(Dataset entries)
:::::

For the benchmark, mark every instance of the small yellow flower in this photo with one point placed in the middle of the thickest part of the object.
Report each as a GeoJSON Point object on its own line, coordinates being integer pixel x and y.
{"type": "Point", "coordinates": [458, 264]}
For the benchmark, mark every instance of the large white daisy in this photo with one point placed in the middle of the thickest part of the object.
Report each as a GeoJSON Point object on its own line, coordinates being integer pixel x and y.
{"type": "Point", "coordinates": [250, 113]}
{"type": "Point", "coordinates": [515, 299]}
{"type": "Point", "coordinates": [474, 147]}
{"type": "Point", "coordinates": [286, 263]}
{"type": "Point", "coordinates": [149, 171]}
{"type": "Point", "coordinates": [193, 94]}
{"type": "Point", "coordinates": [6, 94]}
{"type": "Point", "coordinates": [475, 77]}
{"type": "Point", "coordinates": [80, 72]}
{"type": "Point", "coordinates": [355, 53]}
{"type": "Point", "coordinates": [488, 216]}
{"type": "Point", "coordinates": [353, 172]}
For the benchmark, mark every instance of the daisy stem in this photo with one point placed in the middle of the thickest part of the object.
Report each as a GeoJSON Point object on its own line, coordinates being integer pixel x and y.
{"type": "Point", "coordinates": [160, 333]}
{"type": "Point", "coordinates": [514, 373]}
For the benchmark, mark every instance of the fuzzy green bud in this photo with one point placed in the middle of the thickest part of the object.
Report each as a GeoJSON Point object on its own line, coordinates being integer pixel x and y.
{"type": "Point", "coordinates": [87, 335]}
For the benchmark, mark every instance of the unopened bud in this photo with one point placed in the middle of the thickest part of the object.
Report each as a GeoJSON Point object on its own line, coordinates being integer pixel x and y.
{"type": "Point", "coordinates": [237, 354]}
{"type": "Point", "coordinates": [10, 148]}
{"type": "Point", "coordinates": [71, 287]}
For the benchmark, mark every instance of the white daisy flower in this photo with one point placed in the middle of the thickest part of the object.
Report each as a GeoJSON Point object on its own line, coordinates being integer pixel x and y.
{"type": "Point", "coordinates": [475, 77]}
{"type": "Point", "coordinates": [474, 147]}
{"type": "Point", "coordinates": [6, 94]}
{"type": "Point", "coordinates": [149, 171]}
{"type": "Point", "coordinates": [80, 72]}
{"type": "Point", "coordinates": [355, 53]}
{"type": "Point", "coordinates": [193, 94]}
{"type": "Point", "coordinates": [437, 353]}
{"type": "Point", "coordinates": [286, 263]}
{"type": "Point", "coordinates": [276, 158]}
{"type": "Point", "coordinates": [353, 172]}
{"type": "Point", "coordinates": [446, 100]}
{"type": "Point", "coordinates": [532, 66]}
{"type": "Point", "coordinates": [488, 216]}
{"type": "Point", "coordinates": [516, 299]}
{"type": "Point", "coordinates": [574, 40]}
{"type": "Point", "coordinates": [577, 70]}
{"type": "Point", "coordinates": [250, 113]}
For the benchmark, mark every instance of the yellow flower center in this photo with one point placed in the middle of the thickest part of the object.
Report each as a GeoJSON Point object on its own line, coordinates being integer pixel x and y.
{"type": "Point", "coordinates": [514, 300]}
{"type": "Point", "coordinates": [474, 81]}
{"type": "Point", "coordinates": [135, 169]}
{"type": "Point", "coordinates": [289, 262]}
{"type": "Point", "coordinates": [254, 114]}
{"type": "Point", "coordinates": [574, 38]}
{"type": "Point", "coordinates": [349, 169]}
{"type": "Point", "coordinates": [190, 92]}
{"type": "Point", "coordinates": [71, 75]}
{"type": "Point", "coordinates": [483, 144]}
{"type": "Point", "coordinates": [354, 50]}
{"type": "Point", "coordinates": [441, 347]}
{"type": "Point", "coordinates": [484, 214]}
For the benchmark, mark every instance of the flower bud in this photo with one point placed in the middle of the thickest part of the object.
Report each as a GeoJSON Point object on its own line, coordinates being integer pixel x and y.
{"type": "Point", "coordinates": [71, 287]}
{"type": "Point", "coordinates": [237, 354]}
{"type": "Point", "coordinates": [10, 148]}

:::::

## DIRECTIONS FOR THIS TASK
Return all of the above records exactly, leaving no line out.

## RESULT BELOW
For the benchmark, mark every instance of the small yellow flower in this photo with one point placed in the middle of the thickest part of the object.
Report each as a GeoJSON Point object on its own line, coordinates being integer pixel x and y.
{"type": "Point", "coordinates": [458, 264]}
For the benchmark, mark every instance of the large white daisy in this photo with one point placed in the middle of the thickest part of the object.
Report each as a GeoJSON Point object on its own line, coordinates being integer pixel x and y.
{"type": "Point", "coordinates": [250, 113]}
{"type": "Point", "coordinates": [515, 299]}
{"type": "Point", "coordinates": [474, 147]}
{"type": "Point", "coordinates": [286, 263]}
{"type": "Point", "coordinates": [149, 171]}
{"type": "Point", "coordinates": [193, 94]}
{"type": "Point", "coordinates": [6, 94]}
{"type": "Point", "coordinates": [475, 77]}
{"type": "Point", "coordinates": [80, 72]}
{"type": "Point", "coordinates": [355, 53]}
{"type": "Point", "coordinates": [488, 216]}
{"type": "Point", "coordinates": [353, 172]}
For the benchmark, mark every instance of the daisy stem in this photo with one point placed in the middle of the thickest part of the object.
Report each as a GeoJSON Point object on its own line, coordinates being integer pixel x and y.
{"type": "Point", "coordinates": [160, 333]}
{"type": "Point", "coordinates": [514, 373]}
For the benchmark, mark every instance of the fuzzy green bud in this photo with one point placed in the middle of the thickest part of the object.
Report each as a GeoJSON Point object on its own line, coordinates being integer pixel x and y.
{"type": "Point", "coordinates": [87, 335]}
For the benchmark, mark every instance of the unopened bud in this photo with one point placed in the middle of the thickest part of the object.
Report each as a GeoJSON Point object on its own line, coordinates being integer pixel x and y.
{"type": "Point", "coordinates": [237, 354]}
{"type": "Point", "coordinates": [10, 148]}
{"type": "Point", "coordinates": [71, 287]}
For the benchmark, mark every instance of the white daisy flower in this photo with one point placed in the middle of the thickest part of the object.
Report each as a GeoJSON Point object on its own line, coordinates being integer pixel x and y.
{"type": "Point", "coordinates": [475, 77]}
{"type": "Point", "coordinates": [474, 147]}
{"type": "Point", "coordinates": [6, 94]}
{"type": "Point", "coordinates": [149, 171]}
{"type": "Point", "coordinates": [80, 72]}
{"type": "Point", "coordinates": [355, 53]}
{"type": "Point", "coordinates": [193, 94]}
{"type": "Point", "coordinates": [437, 353]}
{"type": "Point", "coordinates": [286, 263]}
{"type": "Point", "coordinates": [276, 158]}
{"type": "Point", "coordinates": [353, 172]}
{"type": "Point", "coordinates": [446, 100]}
{"type": "Point", "coordinates": [532, 66]}
{"type": "Point", "coordinates": [488, 216]}
{"type": "Point", "coordinates": [516, 299]}
{"type": "Point", "coordinates": [574, 40]}
{"type": "Point", "coordinates": [577, 70]}
{"type": "Point", "coordinates": [250, 113]}
For the benchmark, mark every instance of the yellow flower center in this photo with one point placed in the middle of the thickest part of the object.
Report each as a GeoJSON Point object on its own line, coordinates being integer pixel x and y.
{"type": "Point", "coordinates": [514, 300]}
{"type": "Point", "coordinates": [474, 81]}
{"type": "Point", "coordinates": [135, 169]}
{"type": "Point", "coordinates": [289, 262]}
{"type": "Point", "coordinates": [254, 114]}
{"type": "Point", "coordinates": [574, 38]}
{"type": "Point", "coordinates": [349, 169]}
{"type": "Point", "coordinates": [190, 92]}
{"type": "Point", "coordinates": [71, 75]}
{"type": "Point", "coordinates": [483, 144]}
{"type": "Point", "coordinates": [354, 50]}
{"type": "Point", "coordinates": [441, 347]}
{"type": "Point", "coordinates": [484, 214]}
For the benchmark, mark every instance of the flower bud in this photo with one point placed in the middle of the thickest part of the object.
Report each as a GeoJSON Point object on its own line, coordinates being integer pixel x and y.
{"type": "Point", "coordinates": [71, 287]}
{"type": "Point", "coordinates": [237, 354]}
{"type": "Point", "coordinates": [10, 148]}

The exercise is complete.